=== Texto proporcionado ===

Al hacer depender la elección de dos de los poderes del estado de una única expresión de la voluntad popular, el diseño del parlamentarismo obliga a los ciudadanos a optar entre dos características igualmente necesarias de todo sistema político: la representatividad de su cámara de representantes, y la gobernabilidad de su gobierno. La elección, que se plantea como ineludible, es sobre la que versan innumerables discusiones sobre las fórmulas electorales que deben permitir la conversión de votos en escaños. Aunque son muchas las soluciones propuestas, algunas capaces incluso de conciliar ambos aspectos, lo cierto es que el error es de planteamiento.
La naturaleza del ejecutivo y del legislativo es muy distinta, por lo que no parece práctico elegirlos en una misma votación, ni se justifica desde la doctrina de separación de poderes. Al primero se le exige dirigir la política de la nación, mientras que al segundo se le encomienda la elaboración de las normas centrales del ordenamiento jurídico, el control político del Gobierno y la aprobación del régimen de ingresos y gastos del Estado.
Mientras que para el primero es necesaria una figura digna de la confianza de la ciudadanía, que cuente con un programa político que desarrollar y ejerza un liderazgo fuerte, capaz de dar soluciones satisfactorias a los imprevistos que se presenten; para el segundo, lo que se necesitan son portavoces de la pluralidad de puntos de vistas existentes en la sociedad, capaces de mantener en jaque al Gobierno y de auditar -y mejorar- el funcionamiento del Estado.
A este segundo conjunto también le corresponde el introducir en la agenda política los asuntos más relevantes para los grupos a los que representan, y plantear alternativas respecto a las iniciativas de otros. Son los encargados de ofrecer a la ciudadanía otras propuestas y otros modelos de gestión con los que comparar los que tenemos, e introducir -con ello- la competición en la política. De ahí la necesidad de cambiar las mayorías artificiales en el parlamento por la representatividad plural.

=== Información extraída ===

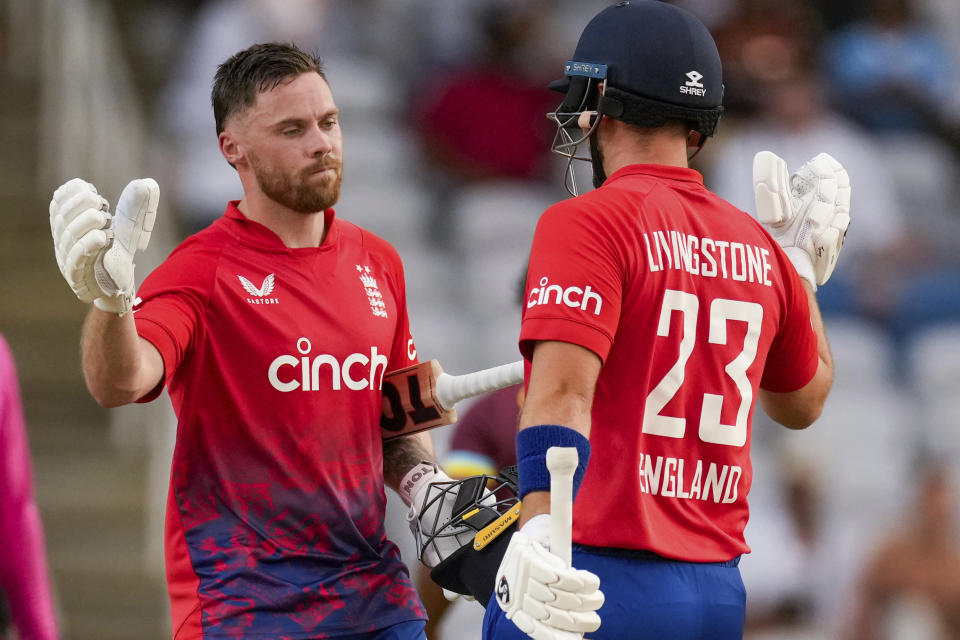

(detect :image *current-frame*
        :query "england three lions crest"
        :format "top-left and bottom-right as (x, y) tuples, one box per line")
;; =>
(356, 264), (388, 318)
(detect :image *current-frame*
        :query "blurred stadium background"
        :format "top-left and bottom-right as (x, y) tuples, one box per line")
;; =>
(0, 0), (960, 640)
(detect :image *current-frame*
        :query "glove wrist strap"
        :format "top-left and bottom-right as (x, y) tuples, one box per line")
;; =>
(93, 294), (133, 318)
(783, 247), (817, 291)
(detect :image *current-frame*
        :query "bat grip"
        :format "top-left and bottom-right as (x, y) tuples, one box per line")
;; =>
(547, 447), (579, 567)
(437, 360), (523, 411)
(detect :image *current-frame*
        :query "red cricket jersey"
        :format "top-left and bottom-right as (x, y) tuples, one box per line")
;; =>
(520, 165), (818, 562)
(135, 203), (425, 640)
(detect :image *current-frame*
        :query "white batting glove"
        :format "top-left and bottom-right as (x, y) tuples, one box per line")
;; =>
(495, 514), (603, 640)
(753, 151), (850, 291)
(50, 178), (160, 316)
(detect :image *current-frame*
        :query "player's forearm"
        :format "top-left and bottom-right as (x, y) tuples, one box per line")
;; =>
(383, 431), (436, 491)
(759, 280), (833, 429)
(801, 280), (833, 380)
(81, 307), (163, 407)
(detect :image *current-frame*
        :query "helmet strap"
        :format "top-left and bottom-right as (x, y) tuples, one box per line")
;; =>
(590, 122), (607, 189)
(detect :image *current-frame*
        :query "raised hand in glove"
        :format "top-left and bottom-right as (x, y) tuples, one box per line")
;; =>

===

Objetivo del ejercicio
Enumera todos los rasgos que, según el texto sobre el parlamentarismo, debe reunir la figura necesaria para el poder ejecutivo.

Solución
- Ser digna de la confianza de la ciudadanía.
- Contar con un programa político que desarrollar.
- Ejercer un liderazgo fuerte.
- Ser capaz de dar soluciones satisfactorias a los imprevistos que se presenten.